** ABOUT THIS TASK **
Restate the last part of the records below word for word, beginning at the line with "Step 1: review the image. Step 2: locate stone" and ending at the final line.

[Records from a data source]
+-------+

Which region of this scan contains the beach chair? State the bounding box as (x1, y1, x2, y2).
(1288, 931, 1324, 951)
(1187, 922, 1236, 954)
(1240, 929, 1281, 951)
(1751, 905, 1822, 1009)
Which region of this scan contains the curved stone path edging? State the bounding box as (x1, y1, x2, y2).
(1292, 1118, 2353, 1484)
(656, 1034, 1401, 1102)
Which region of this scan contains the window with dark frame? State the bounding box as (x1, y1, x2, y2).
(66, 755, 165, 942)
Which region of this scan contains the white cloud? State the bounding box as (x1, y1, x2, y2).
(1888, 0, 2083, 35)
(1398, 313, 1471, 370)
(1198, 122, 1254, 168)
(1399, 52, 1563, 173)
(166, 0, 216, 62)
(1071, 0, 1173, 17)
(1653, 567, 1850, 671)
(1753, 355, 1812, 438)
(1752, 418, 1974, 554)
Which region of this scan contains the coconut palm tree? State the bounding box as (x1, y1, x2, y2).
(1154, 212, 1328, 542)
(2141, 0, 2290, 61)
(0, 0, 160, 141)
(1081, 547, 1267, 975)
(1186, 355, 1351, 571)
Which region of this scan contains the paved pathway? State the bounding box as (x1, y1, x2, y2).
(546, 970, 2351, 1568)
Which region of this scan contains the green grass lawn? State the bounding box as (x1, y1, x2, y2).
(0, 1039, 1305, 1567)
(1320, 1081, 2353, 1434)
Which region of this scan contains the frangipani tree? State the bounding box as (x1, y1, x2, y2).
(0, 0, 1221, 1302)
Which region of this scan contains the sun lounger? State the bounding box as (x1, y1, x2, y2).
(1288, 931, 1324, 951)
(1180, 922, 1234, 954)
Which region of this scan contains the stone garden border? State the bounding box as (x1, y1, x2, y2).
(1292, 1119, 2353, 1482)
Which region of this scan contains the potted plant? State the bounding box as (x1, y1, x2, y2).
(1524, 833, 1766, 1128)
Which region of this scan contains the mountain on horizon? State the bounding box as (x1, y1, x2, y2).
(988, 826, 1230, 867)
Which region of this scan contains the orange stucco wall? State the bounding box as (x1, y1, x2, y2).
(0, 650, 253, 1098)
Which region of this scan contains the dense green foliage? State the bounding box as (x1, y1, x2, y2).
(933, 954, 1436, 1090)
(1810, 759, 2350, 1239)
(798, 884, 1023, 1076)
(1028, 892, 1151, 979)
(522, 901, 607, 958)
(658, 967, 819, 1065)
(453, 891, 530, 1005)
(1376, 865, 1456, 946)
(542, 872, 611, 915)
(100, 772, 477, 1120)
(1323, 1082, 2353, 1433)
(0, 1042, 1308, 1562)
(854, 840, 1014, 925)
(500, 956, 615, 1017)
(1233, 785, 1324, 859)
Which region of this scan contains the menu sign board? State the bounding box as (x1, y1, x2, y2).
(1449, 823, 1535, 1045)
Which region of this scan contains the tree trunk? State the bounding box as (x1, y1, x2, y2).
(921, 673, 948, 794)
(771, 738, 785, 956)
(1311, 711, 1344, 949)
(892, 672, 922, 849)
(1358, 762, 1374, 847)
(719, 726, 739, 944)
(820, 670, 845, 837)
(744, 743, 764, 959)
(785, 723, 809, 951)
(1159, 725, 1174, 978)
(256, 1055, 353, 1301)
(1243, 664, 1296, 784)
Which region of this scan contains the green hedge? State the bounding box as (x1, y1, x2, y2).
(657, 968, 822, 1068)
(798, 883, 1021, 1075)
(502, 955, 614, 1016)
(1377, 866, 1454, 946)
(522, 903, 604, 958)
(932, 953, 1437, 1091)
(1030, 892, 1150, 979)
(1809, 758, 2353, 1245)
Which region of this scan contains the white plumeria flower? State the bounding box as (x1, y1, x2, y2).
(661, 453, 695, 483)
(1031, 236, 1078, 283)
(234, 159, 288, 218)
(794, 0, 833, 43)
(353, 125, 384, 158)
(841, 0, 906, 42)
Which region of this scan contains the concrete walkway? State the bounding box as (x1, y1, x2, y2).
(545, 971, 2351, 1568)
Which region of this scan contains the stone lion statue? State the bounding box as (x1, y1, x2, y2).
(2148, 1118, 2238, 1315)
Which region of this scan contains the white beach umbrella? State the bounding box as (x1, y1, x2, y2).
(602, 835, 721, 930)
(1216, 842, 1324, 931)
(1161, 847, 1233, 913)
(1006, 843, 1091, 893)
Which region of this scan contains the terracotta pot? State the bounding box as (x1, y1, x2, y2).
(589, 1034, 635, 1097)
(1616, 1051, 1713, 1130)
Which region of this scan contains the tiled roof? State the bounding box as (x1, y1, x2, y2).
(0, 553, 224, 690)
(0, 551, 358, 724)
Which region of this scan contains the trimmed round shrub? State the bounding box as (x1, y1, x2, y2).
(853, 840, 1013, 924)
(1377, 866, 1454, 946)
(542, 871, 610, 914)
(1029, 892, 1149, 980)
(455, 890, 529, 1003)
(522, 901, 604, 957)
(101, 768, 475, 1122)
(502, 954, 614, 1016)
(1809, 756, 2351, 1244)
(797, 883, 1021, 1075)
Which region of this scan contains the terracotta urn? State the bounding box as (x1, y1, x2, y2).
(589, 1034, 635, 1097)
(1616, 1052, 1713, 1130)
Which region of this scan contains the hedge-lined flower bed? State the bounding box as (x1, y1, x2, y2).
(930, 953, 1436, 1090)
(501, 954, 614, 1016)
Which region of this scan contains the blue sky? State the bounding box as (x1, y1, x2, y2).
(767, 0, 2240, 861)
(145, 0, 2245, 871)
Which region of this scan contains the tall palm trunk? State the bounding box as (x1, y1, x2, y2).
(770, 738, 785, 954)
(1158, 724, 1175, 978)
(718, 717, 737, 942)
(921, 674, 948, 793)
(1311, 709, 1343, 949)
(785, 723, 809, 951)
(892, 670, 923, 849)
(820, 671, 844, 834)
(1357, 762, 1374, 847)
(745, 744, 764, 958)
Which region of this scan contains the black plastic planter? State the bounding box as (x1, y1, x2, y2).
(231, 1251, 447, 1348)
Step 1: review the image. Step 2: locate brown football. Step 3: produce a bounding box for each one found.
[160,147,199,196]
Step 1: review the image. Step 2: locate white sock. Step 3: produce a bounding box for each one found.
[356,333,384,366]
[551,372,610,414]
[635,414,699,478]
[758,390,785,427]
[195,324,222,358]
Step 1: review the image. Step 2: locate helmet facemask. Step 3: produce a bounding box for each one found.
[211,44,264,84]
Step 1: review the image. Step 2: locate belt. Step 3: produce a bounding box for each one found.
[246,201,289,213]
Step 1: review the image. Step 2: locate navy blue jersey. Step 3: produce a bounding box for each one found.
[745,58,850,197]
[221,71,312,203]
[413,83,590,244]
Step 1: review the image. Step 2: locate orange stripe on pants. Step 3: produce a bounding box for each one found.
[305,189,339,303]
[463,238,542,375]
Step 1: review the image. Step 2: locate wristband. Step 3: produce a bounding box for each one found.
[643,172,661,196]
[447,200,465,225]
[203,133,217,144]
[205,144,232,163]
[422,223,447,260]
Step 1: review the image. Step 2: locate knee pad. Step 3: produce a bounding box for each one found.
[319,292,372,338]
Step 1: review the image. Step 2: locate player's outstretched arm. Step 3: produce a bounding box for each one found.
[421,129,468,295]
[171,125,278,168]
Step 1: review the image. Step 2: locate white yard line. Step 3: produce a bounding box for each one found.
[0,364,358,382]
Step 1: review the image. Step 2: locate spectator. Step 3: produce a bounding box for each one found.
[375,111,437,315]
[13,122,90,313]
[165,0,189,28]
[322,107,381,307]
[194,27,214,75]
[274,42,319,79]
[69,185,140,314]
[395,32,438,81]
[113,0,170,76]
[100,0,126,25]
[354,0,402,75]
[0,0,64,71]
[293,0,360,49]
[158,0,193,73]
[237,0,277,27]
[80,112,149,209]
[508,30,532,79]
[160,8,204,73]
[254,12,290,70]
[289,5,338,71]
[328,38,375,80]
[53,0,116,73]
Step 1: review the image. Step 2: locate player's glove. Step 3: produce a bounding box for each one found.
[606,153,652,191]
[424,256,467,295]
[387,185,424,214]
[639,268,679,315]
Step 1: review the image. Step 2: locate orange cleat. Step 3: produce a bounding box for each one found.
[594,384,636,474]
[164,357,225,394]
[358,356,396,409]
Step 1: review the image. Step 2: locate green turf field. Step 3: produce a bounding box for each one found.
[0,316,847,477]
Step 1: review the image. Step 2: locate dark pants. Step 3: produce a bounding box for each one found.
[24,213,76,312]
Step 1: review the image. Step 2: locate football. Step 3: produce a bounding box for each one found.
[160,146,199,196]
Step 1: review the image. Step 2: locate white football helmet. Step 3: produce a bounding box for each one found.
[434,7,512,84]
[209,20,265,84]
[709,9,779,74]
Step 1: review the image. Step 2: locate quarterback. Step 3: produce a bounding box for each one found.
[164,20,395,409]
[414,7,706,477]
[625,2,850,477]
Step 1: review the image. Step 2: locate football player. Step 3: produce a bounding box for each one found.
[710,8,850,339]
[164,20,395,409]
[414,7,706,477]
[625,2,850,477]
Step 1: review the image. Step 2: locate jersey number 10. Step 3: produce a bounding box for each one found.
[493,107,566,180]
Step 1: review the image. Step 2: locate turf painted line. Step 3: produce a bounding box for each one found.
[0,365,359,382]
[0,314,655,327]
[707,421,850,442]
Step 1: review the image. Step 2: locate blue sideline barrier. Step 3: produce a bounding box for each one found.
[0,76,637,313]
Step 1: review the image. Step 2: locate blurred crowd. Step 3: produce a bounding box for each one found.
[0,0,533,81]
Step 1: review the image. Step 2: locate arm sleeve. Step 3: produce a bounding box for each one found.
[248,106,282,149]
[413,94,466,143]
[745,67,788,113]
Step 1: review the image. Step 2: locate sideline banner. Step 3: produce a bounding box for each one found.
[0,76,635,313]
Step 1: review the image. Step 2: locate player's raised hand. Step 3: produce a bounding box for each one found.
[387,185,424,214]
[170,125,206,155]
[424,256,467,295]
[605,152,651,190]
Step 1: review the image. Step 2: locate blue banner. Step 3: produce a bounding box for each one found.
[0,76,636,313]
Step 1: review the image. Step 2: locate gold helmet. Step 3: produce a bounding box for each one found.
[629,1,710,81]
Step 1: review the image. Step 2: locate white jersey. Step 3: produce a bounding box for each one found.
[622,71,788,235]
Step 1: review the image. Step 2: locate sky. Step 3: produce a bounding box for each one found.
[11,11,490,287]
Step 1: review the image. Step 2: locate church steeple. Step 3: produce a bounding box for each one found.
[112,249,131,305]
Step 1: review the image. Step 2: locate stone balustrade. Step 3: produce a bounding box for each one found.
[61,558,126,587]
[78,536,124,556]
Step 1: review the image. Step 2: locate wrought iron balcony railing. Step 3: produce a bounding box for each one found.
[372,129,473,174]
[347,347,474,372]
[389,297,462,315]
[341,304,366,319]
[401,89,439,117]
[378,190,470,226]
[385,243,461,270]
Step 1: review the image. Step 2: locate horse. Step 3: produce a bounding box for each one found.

+-------+

** TASK RESULT **
Step 1: review the image. Step 2: locate stone balustrade. Step 3: produce a bounding box for each one found.
[61,558,126,587]
[78,536,124,556]
Step 1: review the image. Step 2: locate wrought iron balcony railing. Step 3: produce a bounding box for each one found.
[372,129,473,174]
[347,347,474,372]
[389,297,462,315]
[341,304,366,319]
[401,89,439,117]
[378,190,470,226]
[385,243,461,270]
Step 1: review the image. Step 2: locate horse. Step 3: produce a bounding box for each one found.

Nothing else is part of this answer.